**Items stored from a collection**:

=-=-=-=-=

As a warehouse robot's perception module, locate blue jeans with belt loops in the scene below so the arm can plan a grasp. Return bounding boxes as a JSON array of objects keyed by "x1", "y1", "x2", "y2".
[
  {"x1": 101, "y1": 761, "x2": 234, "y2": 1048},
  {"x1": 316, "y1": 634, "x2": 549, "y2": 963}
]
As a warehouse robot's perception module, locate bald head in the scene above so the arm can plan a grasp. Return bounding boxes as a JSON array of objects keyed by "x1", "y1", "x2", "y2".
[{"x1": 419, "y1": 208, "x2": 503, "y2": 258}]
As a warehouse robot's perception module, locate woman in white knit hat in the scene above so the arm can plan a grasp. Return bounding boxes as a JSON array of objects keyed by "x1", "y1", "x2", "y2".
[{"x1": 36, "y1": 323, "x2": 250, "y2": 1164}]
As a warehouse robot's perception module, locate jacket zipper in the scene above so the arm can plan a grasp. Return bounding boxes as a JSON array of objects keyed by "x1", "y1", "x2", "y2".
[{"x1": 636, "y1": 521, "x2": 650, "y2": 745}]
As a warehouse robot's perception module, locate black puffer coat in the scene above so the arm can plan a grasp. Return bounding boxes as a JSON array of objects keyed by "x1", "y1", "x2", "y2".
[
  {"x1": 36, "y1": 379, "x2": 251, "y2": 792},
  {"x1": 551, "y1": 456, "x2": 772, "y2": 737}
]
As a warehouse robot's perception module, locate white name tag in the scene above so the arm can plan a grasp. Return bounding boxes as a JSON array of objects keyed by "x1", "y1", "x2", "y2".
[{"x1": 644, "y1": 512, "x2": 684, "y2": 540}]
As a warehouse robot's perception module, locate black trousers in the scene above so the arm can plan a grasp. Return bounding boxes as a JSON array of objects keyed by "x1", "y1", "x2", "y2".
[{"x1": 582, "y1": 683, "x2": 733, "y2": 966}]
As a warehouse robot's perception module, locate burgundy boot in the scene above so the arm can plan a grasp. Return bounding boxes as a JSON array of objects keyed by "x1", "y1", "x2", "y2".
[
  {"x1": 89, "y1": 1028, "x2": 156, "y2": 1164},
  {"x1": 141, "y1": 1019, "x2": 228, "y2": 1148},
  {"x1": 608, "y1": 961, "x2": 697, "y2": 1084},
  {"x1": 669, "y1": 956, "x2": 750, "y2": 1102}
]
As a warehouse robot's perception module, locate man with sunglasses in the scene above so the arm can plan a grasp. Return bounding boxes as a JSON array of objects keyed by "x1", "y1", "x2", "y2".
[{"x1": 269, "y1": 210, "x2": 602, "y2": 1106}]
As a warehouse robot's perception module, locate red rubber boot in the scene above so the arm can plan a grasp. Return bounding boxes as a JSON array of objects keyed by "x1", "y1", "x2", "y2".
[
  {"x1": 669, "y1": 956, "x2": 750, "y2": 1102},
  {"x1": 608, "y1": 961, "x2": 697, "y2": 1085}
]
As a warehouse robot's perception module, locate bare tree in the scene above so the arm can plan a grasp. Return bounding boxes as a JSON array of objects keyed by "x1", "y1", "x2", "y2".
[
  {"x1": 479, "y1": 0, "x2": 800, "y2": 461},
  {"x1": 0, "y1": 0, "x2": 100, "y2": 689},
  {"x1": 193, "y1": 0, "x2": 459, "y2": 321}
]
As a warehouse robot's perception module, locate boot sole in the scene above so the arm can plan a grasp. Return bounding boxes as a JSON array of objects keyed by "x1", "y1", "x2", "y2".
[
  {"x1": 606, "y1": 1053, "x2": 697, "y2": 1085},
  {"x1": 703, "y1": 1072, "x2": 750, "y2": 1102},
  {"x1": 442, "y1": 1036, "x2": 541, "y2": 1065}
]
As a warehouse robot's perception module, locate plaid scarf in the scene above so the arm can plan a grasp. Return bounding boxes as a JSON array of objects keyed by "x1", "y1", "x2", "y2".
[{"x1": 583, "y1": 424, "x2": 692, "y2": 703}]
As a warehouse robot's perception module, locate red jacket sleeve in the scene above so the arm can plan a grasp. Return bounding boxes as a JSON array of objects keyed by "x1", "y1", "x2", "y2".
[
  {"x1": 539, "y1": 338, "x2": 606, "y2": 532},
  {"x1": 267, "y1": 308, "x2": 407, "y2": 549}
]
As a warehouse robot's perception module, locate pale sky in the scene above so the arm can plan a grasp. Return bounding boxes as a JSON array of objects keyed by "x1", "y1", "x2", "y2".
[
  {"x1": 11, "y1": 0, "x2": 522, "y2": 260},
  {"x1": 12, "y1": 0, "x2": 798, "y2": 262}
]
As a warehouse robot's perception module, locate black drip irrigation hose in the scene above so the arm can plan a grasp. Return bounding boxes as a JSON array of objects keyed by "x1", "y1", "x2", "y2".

=-=-=-=-=

Report how many lines of the material above contain the string "white", treating uppercase and lowercase as different, and give only the number.

**SOLUTION**: 2